== What you will do ==
Reproduce the records from the start through the line containing "[214,19,229,188]", switching "lamp post" to "street lamp" and keeping everything else the same.

───── Input rows ─────

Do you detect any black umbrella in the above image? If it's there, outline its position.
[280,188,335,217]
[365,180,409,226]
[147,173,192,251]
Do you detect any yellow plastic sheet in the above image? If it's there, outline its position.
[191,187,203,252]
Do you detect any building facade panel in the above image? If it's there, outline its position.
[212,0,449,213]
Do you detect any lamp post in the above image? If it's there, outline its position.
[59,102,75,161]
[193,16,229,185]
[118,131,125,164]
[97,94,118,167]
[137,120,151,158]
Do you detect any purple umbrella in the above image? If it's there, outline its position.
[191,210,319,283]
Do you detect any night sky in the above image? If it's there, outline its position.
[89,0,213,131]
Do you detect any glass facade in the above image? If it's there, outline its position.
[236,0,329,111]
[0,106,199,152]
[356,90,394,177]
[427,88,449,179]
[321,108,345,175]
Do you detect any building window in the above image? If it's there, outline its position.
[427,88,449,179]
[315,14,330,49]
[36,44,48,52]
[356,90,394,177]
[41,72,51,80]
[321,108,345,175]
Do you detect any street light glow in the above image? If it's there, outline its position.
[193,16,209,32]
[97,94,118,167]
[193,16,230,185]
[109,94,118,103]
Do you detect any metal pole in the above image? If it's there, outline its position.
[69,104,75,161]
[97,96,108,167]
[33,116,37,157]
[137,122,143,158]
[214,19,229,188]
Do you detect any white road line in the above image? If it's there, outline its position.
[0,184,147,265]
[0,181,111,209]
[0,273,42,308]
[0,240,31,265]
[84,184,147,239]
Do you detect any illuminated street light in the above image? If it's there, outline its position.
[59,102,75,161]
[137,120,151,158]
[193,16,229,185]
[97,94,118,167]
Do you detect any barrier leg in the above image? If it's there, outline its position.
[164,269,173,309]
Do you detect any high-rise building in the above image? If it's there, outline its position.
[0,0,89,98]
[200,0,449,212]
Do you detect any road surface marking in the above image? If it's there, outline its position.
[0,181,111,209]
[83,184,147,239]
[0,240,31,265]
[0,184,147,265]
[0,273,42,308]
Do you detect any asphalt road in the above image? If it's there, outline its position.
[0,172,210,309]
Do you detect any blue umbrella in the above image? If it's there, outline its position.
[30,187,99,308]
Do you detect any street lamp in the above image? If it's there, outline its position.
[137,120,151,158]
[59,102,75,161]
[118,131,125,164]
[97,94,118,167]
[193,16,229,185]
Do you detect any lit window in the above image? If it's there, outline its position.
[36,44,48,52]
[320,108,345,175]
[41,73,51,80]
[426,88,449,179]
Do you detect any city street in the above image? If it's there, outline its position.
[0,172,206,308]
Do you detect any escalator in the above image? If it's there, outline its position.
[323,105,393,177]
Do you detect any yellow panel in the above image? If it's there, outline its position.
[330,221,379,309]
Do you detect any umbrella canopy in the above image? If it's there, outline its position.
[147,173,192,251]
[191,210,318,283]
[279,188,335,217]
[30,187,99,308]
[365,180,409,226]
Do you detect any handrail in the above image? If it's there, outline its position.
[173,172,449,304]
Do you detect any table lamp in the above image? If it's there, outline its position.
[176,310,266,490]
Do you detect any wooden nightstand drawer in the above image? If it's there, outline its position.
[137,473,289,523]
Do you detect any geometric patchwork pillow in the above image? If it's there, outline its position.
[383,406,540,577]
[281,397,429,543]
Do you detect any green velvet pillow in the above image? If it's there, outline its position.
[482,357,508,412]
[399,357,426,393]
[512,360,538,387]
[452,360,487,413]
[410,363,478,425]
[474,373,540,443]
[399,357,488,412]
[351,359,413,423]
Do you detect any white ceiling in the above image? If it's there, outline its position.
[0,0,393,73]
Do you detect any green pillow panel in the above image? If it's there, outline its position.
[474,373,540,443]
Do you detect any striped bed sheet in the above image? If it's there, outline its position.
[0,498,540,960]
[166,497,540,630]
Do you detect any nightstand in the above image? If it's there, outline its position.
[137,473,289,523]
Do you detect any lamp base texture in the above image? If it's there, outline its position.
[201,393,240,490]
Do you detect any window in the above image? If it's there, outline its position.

─────

== Solution to this problem ==
Do you detect any black umbrella in the above image? If it's there, outline its position.
[280,188,335,217]
[365,180,409,226]
[147,173,192,251]
Do you detect any yellow plastic sheet in the above image? If it's there, outline its position.
[191,187,203,252]
Do you detect any building facade panel in the above image? If it's there, outline its position.
[212,0,449,213]
Do you detect any street lamp in the above image? If it's there, outline its position.
[59,102,75,161]
[193,16,229,185]
[118,131,125,164]
[97,94,118,167]
[137,120,151,158]
Do you detect any purple umbrella in the above image? If it's there, outline its position.
[191,210,319,283]
Do you detect any night sky in the above image? If it's there, outline its position.
[89,0,213,131]
Do you detect any glass facade in the above image? If it's there, outline its position.
[236,0,329,111]
[0,106,199,152]
[356,90,394,177]
[427,88,449,179]
[321,108,345,175]
Do you detect any building window in the above image? If it's there, outline its position.
[427,88,449,179]
[315,14,330,49]
[36,44,48,52]
[356,90,394,177]
[41,72,51,80]
[321,108,345,175]
Do you detect any street light glow in the above image? If it's there, outline its position.
[193,16,209,32]
[97,94,118,167]
[193,16,230,185]
[109,94,118,103]
Do you detect any metal pole in the above image? If it's there, outline its position.
[69,104,75,161]
[97,96,108,167]
[33,116,37,157]
[137,122,143,158]
[214,19,229,188]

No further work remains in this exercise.